__Task to complete__: Filter the records below and keep only the lines containing the word "hair". Copy each kept line in full.
★ ★ ★ ★
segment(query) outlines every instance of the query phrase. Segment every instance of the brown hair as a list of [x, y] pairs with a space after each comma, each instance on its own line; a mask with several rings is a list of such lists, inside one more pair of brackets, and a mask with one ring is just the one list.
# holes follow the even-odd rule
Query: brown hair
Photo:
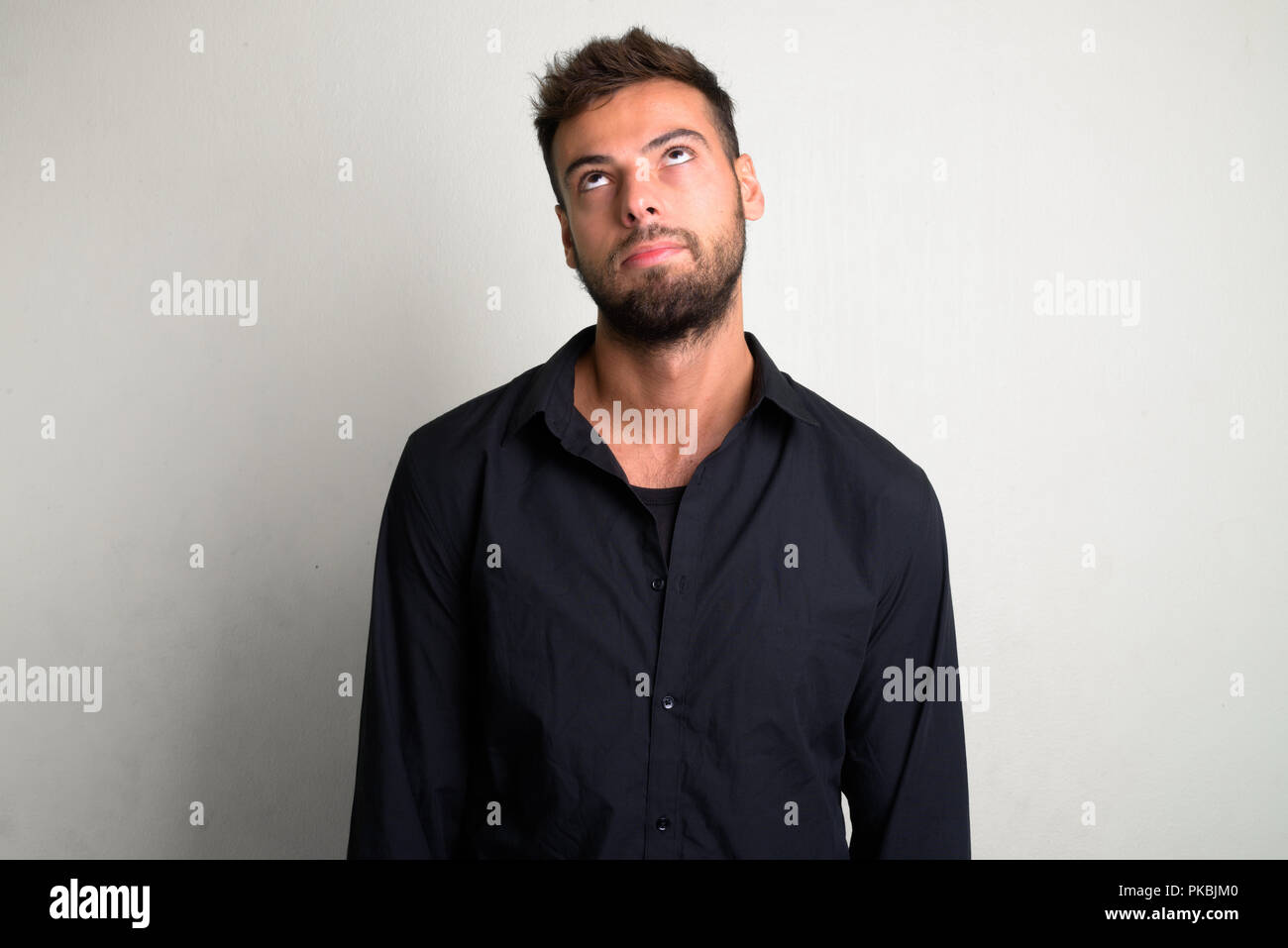
[[715, 73], [689, 50], [658, 40], [638, 26], [617, 39], [596, 36], [576, 53], [567, 54], [563, 62], [555, 55], [546, 63], [546, 75], [540, 80], [536, 98], [531, 99], [541, 156], [560, 207], [564, 206], [563, 196], [550, 155], [559, 122], [585, 112], [601, 95], [649, 79], [679, 80], [706, 95], [729, 164], [738, 160], [742, 152], [733, 126], [733, 99], [720, 88]]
★ ★ ★ ★
__Output for this exercise__:
segment(query) outlines every instance of the query phrase. Segment every instance of the brown hair as a list of [x, y] pairs with a space after each comma, each instance on its own line; a mask with several rings is a list of such lists, inside one more pair of brackets, and a mask with one ring is just the one list.
Query: brown hair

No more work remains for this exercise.